> [Stated exercise 1]
Answer these questions from the essay extract on forgiving large-scale crimes, one per line:
(a) How many years had the Tibetan monk spent imprisoned in China?
(b) Where was Robert McAfee Brown a professor of Theology and Ethics?
(c) Which two things does José Hobday say "are of a piece"?

> [Source extract]
- - - -

One reason many say we should forgive Large Scale crimes is that forgiveness is an important part of faith. Faith and religion is a major part of many peoples lives, and many live their life based on the beliefs. People follow their faith because it brings a sense of security and belonging, many were raised in their faith and continue to follow it. In an essay in response to Simon Wiesenthal’s book The Sunflower Dalai Lama The head of the Tibetan monks, reflects on the Tibetan people struggle to regain their freedom from the Chinese government. Dalai Lama says “It would be easy to become angry at these tragic events and atrocities. Labeling the Chinese as our enemies, we could self righteously condemn them for their brutality and dismiss them as unworthy of further thought or consideration. But that is not the Buddhist way” (Lama 130). Faith keeps people strong in the weakest of times and guides them in times of confusion and hurt. José Hobday a Franciscan Nun of Native American decent who also penned a response to Wiesenthal’s book The Sunflower says “Forgetting and Forgiveness may seem to be two different things, but I believe they are of a piece” (Hobday 175).

Compassion is another reason why many people believe that Large Scale Crimes should be forgiven. Compassion is to have humanity or understanding, in the case of Large Scale Crimes compassion it is a major key to the healing process. Many believe that forgiving is showing compassion for fellow man. Robert McAfee Brown a professor of Theology and Ethics at the Pacific School of Religion wrote in his response to The Sunflower “That an act of forgiveness on our part could tip the scales toward compassion rather than brutality” (McAfee Brown 123). Brown is saying that showing compassion and giving forgiveness would put out more positivity to cancel out the negativity of the crimes and give a peace of mind for those affected. The Dalai Lama also touched on the topic of compassion, he mentions a conversation that he had with a Tibetan Monk who had been imprisoned for 18 years in China and then escaped to India after his release. The Dalai Lama asks him what the most difficult thing about being imprisoned was and the monk responded in a way that surprised the Dalai Lama, he says “I had asked him what he felt was the biggest threat or danger while he was in prison. I was amazed by his answer. It was extraordinary and inspiring. I was expecting him to say something else; instead he said that what he most feared was losing his compassion for the Chinese” (Lama 130) They show compassion towards those who have wronged them because their faith says it is the way and a way of getting closure for one self if that is what they seek from the power of forgiveness.

- - - -

> [Data for the task]
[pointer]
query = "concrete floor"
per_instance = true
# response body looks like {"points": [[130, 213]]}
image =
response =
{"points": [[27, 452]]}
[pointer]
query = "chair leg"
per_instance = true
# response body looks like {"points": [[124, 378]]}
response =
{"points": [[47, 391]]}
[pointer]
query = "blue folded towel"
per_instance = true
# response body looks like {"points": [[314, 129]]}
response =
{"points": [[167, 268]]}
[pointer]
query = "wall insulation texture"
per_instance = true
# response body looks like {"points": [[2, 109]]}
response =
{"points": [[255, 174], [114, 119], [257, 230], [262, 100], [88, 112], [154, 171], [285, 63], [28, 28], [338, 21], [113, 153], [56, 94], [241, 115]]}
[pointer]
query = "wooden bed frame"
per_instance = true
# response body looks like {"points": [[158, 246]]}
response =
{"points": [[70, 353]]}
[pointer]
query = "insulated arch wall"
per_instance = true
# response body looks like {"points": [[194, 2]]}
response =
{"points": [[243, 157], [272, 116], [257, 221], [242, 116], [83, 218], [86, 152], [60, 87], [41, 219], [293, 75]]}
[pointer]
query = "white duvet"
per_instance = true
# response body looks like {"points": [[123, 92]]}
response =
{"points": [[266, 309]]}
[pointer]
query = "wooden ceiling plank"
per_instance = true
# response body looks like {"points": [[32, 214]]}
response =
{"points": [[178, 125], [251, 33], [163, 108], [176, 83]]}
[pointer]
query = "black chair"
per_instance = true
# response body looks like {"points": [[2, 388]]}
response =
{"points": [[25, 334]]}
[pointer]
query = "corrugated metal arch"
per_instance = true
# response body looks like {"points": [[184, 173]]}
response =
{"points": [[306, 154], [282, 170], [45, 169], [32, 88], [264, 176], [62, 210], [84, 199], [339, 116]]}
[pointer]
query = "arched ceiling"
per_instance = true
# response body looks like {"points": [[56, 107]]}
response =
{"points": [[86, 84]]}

- - - -

> [Stated exercise 2] How many lines of the listing contain the string "ceiling"? Case counts. Give only the number.

> [Written reply 1]
(a) 18 years
(b) The Pacific School of Religion
(c) Forgetting and Forgiveness

> [Written reply 2] 2